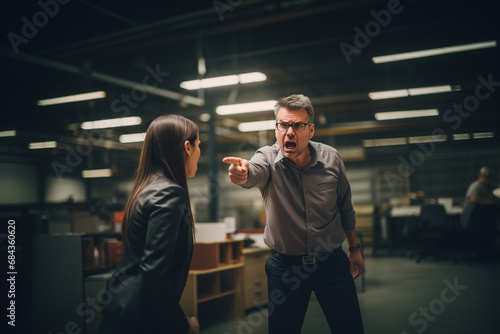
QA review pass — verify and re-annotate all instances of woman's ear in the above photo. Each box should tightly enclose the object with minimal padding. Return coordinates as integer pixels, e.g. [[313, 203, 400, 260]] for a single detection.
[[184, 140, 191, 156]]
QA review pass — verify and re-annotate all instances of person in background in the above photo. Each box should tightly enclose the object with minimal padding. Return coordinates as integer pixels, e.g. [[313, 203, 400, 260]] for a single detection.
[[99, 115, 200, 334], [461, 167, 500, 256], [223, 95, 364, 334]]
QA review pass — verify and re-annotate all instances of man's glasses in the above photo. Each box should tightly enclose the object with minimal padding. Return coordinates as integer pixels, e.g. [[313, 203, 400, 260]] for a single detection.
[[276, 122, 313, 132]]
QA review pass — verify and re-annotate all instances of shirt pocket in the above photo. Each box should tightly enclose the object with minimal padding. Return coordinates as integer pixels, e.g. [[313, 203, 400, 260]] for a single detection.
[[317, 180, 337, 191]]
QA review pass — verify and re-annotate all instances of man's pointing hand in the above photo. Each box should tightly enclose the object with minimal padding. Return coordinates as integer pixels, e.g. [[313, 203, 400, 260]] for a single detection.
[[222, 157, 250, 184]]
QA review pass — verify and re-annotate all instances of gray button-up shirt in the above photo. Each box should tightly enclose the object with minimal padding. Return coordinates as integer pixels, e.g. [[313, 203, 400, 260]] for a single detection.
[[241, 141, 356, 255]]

Challenge –
Please rewrite all of the data above, substituting "no extra margin" for every occurrence of "minimal padding" and keeping everything else unchanged. Omit the pictures.

Result for this task –
QA review pass — verify and re-annotate all instances of woman's ear in the above photo. Each box should tightly enclose the object with no extra margin. Return coordinates as integer pixels, e.g. [[313, 203, 400, 260]] for a single detection.
[[184, 140, 191, 156]]
QA review pass — verify and re-annotate all instances of person in background in the above photo. Each box should tightly enclose the object with no extra margin. Return coordinates as integer pixels, e.g. [[313, 203, 400, 260]] for a single detection.
[[99, 115, 200, 334], [461, 167, 500, 256], [223, 95, 364, 334]]
QA review pass — verify and re-annotate all instances of man's glasses in the above photo. Each box should tightly enclose the object with no extra margin. Return coordinates as integer pixels, e.g. [[313, 203, 400, 260]] for a single detection.
[[276, 122, 313, 132]]
QA review pass — verify and re-annotate all instances of shirt pocket in the above photo. Each box should tightly enclose the object with no extra margin. Return coordinates as integer pixels, e.g. [[313, 203, 400, 260]] for a single detection.
[[317, 180, 337, 191]]
QA review pass — verify and re-annotate all instances of man's pointing hand in the above photo. Each box should tightly enclose the object with no extra margin. Return coordinates as integer pixels, e.g. [[313, 203, 400, 260]] for a single detection.
[[222, 157, 250, 184]]
QA review pass — verify and re-annotate all instances of gray button-up shirt in the above photo. Each box should tightly enclose the object with no extra margin. Return coordinates as integer pixels, e.g. [[313, 203, 400, 260]] for a single detection.
[[241, 141, 356, 255]]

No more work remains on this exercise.